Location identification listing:
■ ■ ■

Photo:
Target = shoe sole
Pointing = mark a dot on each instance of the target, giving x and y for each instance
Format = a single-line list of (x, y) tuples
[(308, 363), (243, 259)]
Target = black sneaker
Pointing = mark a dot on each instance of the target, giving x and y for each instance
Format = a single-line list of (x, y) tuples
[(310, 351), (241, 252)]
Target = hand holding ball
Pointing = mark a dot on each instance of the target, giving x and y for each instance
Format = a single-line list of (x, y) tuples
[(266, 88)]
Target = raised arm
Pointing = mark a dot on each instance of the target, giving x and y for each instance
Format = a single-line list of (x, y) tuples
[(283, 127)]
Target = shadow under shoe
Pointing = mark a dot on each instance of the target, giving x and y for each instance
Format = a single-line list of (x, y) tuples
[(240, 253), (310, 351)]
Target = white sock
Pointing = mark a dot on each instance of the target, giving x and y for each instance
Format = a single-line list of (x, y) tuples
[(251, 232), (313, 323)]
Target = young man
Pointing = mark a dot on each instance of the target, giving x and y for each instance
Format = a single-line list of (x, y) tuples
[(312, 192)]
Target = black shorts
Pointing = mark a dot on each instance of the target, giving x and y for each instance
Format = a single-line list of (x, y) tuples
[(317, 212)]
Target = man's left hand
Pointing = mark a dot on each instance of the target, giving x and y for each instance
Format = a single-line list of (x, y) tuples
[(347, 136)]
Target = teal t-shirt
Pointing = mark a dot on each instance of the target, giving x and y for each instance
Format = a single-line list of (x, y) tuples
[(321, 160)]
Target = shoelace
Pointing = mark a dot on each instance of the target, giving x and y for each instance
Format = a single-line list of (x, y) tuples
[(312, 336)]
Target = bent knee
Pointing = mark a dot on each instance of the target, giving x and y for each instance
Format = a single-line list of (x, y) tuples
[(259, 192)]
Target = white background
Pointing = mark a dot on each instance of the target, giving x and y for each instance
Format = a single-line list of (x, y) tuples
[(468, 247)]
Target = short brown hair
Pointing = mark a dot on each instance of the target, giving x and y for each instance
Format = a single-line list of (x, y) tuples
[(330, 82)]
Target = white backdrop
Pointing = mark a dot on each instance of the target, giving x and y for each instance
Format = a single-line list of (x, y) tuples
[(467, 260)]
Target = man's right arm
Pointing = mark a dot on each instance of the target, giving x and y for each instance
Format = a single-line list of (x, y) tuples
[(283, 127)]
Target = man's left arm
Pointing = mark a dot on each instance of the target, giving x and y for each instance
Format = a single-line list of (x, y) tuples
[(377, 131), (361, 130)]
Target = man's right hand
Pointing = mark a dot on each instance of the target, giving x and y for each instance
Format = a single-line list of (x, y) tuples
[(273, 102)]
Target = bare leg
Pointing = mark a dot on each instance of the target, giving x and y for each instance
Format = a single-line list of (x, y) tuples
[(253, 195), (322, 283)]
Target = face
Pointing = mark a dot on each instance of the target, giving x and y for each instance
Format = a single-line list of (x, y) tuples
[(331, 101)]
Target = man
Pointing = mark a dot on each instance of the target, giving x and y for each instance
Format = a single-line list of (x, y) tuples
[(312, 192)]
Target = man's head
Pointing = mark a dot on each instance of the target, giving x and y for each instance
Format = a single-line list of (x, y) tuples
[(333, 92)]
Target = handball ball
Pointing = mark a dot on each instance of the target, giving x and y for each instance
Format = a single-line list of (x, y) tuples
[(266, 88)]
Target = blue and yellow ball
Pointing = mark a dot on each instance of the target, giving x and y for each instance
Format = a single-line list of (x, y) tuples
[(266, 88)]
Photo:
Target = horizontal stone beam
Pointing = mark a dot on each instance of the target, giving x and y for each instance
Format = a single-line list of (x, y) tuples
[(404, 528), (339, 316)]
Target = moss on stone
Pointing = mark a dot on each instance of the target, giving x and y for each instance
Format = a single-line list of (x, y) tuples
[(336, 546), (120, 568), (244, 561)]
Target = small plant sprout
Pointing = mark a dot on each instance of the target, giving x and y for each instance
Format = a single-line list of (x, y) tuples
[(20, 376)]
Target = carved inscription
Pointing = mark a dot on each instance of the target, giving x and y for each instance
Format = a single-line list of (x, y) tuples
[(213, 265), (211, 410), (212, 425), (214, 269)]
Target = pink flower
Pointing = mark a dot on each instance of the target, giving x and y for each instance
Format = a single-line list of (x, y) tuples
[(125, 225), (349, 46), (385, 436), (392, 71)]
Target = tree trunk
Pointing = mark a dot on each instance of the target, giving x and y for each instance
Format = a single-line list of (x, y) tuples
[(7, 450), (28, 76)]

■ ■ ■

**EXERCISE AIM**
Convert the listing above into a Markdown table with the columns Row and Line, giving each non-blank line its own row numbered in order.

**RESULT BELOW**
| Row | Line |
|---|---|
| 1 | Photo: |
| 2 | Target = shoe sole |
| 3 | Pointing = mark a dot on each instance of the target, giving x and y for each instance |
| 4 | Format = a single-line list of (x, y) tuples |
| 5 | [(308, 363), (243, 259)] |
| 6 | Target = black sneaker |
| 7 | Pointing = mark a dot on each instance of the target, giving x and y for each instance |
| 8 | Format = a single-line list of (x, y) tuples |
| 9 | [(310, 351), (241, 252)] |
| 10 | Target = hand holding ball |
| 11 | Pointing = mark a dot on each instance of the target, giving x and y for each instance |
| 12 | Format = a single-line list of (x, y) tuples |
| 13 | [(266, 88)] |
| 14 | Target = raised arm |
| 15 | Pointing = mark a dot on each instance of the target, giving x and y for each instance |
| 16 | Format = a single-line list of (x, y) tuples |
| 17 | [(283, 127)] |
| 18 | Target = shadow under shoe |
| 19 | Pointing = mark a dot on each instance of the target, giving x and y for each instance |
| 20 | Format = a single-line list of (x, y) tuples |
| 21 | [(240, 253), (310, 351)] |
| 22 | Target = white sock |
| 23 | Pointing = mark a dot on each instance of the target, giving x and y for each instance |
| 24 | Format = a single-line list of (x, y) tuples |
| 25 | [(251, 232), (313, 323)] |
| 26 | Target = young man |
| 27 | Pointing = mark a dot on each instance of the target, giving x and y for each instance |
| 28 | Format = a single-line list of (x, y) tuples |
| 29 | [(312, 192)] |
| 30 | Target = black shorts |
| 31 | Pointing = mark a dot on each instance of the target, giving x and y for each instance |
| 32 | Format = a single-line list of (x, y) tuples |
| 33 | [(317, 212)] |
| 34 | Target = man's left hand |
| 35 | Pointing = mark a dot on each instance of the target, giving x and y for each instance |
| 36 | Format = a single-line list of (x, y) tuples |
| 37 | [(347, 136)] |
| 38 | Target = teal t-shirt |
| 39 | Pointing = mark a dot on each instance of the target, giving x and y for each instance |
| 40 | Format = a single-line list of (x, y) tuples |
| 41 | [(321, 160)] |
| 42 | Target = shoelace |
| 43 | Pointing = mark a dot on each instance of the target, giving x and y for each instance |
| 44 | Format = a single-line list of (x, y) tuples |
| 45 | [(312, 336)] |
| 46 | Target = bent knee |
| 47 | Pointing = mark a dot on each instance of the target, giving x and y for each instance |
| 48 | Format = a single-line list of (x, y) tuples |
| 49 | [(259, 192)] |
| 50 | Target = white background |
| 51 | Pointing = mark a dot on each instance of the target, giving x and y for each instance |
| 52 | Format = a single-line list of (x, y) tuples |
| 53 | [(468, 247)] |
| 54 | Target = short brown hair |
| 55 | Pointing = mark a dot on each instance of the target, giving x and y for each instance |
| 56 | Format = a single-line list of (x, y) tuples |
| 57 | [(330, 82)] |
| 58 | Target = white backdrop |
| 59 | Pointing = mark a dot on each instance of the target, giving x and y for each instance |
| 60 | Format = a single-line list of (x, y) tuples |
| 61 | [(467, 260)] |
| 62 | Target = man's right arm |
| 63 | Pointing = mark a dot on each instance of the target, giving x and y for each instance |
| 64 | Format = a single-line list of (x, y) tuples |
| 65 | [(283, 127)] |
| 66 | Target = man's left arm |
| 67 | Pointing = mark a dot on each instance of the target, giving x and y for each instance |
| 68 | Format = a single-line list of (x, y) tuples |
| 69 | [(377, 131), (361, 130)] |
| 70 | Target = man's right hand |
| 71 | Pointing = mark a dot on each instance of the target, giving x and y for each instance |
| 72 | Format = a single-line list of (x, y) tuples |
| 73 | [(273, 102)] |
| 74 | Target = bare leg |
| 75 | Pointing = mark a dot on each instance of the target, giving x and y for each instance |
| 76 | Format = a single-line list of (x, y) tuples |
| 77 | [(253, 195), (322, 283)] |
| 78 | Target = face |
| 79 | Pointing = mark a dot on each instance of the target, giving x and y for each instance |
| 80 | Format = a single-line list of (x, y) tuples |
| 81 | [(331, 101)] |
| 82 | Target = man |
| 83 | Pointing = mark a dot on each instance of the target, giving x and y for each instance |
| 84 | Format = a single-line list of (x, y) tuples |
| 85 | [(312, 192)] |
| 86 | Target = man's head |
| 87 | Pointing = mark a dot on each instance of the target, giving x and y for each instance |
| 88 | Format = a single-line list of (x, y) tuples |
| 89 | [(333, 92)] |
| 90 | Target = handball ball |
| 91 | Pointing = mark a dot on each instance of the target, giving x and y for each instance |
| 92 | Format = a single-line list of (x, y) tuples |
| 93 | [(266, 88)] |
| 94 | Target = blue and yellow ball |
| 95 | Pointing = mark a dot on each instance of the target, giving x and y for each instance |
| 96 | Format = a single-line list of (x, y) tuples |
| 97 | [(266, 88)] |
| 98 | Photo: |
| 99 | Target = horizontal stone beam |
| 100 | Pointing = mark a dot on each instance of the target, giving x and y for each instance |
| 101 | Format = a single-line list of (x, y) tuples |
| 102 | [(404, 528), (339, 316)] |
| 103 | Target = moss on stone |
| 104 | Pointing = mark a dot on each instance of the target, giving x and y for each instance |
| 105 | Format = a single-line list of (x, y) tuples |
| 106 | [(336, 546), (120, 568), (244, 561)] |
| 107 | Target = small plant sprout |
| 108 | Pointing = mark a dot on each instance of the target, giving x and y for each instance |
| 109 | Format = a single-line list of (x, y) tuples |
| 110 | [(20, 376)] |
| 111 | Target = carved inscription |
| 112 | Pointing = mark a dot on each instance of the target, giving x and y for each instance |
| 113 | Format = a single-line list of (x, y) tuples |
| 114 | [(213, 265), (211, 410), (212, 425), (214, 269)] |
| 115 | Target = pink flower |
| 116 | Pointing = mark a dot on each instance of the target, giving x and y for each instance |
| 117 | Format = a single-line list of (x, y) tuples |
| 118 | [(125, 225), (349, 46), (385, 436), (392, 71)] |
| 119 | Target = tree trunk |
| 120 | Pointing = mark a dot on each instance of the target, giving x and y for each instance |
| 121 | Format = a single-line list of (x, y) tuples |
| 122 | [(7, 450), (28, 76)] |